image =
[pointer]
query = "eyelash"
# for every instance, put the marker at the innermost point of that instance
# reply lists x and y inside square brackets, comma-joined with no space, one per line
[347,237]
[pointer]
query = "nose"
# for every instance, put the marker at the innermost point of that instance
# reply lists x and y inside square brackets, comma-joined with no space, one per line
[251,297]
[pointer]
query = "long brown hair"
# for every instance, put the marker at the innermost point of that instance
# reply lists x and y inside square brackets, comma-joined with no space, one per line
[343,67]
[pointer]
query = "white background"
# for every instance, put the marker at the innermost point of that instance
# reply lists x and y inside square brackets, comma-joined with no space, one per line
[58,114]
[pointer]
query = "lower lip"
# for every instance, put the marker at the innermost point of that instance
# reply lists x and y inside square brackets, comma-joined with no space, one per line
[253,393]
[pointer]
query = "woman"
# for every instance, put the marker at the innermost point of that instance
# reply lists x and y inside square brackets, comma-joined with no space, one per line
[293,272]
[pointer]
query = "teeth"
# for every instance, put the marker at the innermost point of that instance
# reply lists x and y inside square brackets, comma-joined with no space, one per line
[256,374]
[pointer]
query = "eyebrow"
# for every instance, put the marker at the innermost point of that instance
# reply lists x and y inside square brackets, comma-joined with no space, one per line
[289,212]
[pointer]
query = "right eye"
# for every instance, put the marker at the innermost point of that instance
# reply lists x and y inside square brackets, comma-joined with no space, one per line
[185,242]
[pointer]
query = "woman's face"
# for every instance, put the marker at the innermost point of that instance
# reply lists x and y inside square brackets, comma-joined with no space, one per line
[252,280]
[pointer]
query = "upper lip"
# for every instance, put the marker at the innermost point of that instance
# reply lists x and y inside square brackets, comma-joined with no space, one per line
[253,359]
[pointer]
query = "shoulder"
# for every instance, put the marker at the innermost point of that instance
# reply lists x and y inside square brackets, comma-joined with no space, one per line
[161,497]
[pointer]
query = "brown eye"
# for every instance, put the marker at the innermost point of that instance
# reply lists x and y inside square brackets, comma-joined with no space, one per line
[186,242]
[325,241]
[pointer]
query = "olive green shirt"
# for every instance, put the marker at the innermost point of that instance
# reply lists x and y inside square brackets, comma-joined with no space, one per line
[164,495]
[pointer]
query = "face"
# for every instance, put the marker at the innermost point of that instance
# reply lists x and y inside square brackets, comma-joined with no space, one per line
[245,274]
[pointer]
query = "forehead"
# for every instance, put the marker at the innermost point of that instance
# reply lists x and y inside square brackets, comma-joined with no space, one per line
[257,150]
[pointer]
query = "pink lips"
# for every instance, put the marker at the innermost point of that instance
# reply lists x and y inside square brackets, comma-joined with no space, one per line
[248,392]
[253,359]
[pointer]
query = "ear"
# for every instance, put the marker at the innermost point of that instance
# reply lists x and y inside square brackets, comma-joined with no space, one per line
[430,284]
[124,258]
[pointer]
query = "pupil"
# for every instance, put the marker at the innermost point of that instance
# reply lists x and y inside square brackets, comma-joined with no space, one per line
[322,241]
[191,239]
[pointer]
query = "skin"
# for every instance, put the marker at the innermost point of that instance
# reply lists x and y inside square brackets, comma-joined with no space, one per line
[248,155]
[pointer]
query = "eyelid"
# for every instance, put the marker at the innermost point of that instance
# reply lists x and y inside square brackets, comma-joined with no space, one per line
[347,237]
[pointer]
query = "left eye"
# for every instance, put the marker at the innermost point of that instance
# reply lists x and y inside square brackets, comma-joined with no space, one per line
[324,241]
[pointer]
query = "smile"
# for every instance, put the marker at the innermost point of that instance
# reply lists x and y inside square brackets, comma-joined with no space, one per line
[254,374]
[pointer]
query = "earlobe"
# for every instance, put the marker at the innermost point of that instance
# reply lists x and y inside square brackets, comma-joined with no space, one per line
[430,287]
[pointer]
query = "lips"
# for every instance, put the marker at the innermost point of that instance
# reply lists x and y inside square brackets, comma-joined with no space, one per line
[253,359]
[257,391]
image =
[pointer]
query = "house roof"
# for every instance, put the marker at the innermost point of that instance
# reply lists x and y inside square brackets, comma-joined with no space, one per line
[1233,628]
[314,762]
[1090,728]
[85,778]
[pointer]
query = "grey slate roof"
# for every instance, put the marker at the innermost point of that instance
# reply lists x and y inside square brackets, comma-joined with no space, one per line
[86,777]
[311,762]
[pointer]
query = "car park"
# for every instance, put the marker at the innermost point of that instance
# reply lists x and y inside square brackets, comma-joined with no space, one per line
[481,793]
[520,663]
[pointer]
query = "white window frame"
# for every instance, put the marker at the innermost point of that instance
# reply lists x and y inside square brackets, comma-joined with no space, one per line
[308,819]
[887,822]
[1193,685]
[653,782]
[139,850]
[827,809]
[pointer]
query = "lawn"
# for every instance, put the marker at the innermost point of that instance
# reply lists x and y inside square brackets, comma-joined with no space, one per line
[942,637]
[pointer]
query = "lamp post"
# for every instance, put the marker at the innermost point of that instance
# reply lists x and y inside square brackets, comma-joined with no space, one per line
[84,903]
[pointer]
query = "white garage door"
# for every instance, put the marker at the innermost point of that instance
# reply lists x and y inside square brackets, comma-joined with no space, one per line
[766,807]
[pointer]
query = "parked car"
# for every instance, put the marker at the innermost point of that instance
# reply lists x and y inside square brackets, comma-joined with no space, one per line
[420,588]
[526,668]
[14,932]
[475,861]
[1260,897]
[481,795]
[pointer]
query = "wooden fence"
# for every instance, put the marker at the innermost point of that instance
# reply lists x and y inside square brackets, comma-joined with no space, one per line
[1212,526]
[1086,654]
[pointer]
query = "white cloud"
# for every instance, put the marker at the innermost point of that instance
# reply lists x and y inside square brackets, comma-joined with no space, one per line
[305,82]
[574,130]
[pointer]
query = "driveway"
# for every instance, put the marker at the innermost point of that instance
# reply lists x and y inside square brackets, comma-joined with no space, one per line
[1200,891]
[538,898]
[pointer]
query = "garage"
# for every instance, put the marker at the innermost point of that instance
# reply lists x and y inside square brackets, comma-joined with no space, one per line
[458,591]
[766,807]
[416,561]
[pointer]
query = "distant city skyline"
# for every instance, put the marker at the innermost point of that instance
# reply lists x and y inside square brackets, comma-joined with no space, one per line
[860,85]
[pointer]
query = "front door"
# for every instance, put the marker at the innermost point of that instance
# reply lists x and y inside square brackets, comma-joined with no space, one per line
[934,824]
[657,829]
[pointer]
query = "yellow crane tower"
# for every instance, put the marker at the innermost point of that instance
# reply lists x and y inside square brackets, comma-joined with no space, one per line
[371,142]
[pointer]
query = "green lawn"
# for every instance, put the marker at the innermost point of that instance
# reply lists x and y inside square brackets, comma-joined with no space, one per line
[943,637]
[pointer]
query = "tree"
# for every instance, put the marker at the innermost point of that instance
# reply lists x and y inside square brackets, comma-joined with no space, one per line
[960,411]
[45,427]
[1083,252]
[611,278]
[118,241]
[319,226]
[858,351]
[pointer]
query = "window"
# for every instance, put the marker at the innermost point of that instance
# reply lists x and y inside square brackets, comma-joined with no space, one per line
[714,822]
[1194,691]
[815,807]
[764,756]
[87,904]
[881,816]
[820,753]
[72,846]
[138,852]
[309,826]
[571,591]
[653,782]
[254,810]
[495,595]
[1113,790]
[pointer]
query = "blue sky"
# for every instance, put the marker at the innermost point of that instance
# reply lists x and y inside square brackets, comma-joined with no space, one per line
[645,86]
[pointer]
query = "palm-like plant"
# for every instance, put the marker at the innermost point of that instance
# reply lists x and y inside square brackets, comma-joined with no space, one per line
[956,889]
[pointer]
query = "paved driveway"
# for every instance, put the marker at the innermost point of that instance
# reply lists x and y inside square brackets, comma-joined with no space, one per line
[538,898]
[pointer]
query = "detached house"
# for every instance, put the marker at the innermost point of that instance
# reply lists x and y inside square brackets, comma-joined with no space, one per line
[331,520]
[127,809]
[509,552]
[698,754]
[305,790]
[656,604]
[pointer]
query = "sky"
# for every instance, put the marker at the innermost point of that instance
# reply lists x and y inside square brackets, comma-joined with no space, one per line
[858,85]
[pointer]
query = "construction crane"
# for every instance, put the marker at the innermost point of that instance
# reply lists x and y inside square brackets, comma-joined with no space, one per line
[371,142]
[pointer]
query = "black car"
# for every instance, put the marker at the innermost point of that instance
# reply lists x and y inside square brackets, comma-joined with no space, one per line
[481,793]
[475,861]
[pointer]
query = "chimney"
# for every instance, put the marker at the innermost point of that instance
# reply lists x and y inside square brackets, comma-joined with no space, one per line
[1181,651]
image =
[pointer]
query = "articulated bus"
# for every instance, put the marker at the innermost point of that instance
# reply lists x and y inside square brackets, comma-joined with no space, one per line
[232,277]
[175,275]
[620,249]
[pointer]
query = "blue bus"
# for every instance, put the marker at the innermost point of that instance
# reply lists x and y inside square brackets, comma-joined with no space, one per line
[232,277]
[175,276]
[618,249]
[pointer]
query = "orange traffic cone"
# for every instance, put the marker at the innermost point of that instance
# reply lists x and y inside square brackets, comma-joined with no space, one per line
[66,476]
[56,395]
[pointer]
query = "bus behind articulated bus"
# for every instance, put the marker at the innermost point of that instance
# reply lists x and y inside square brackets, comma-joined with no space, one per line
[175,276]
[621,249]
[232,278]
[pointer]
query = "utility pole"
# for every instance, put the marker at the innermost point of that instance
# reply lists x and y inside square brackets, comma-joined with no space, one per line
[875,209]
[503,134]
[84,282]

········

• **What is expected**:
Search the listing for the string "roof". Copy each line where it is found.

• **Answer to this problem**:
query = "house roof"
query = "grey slate roof"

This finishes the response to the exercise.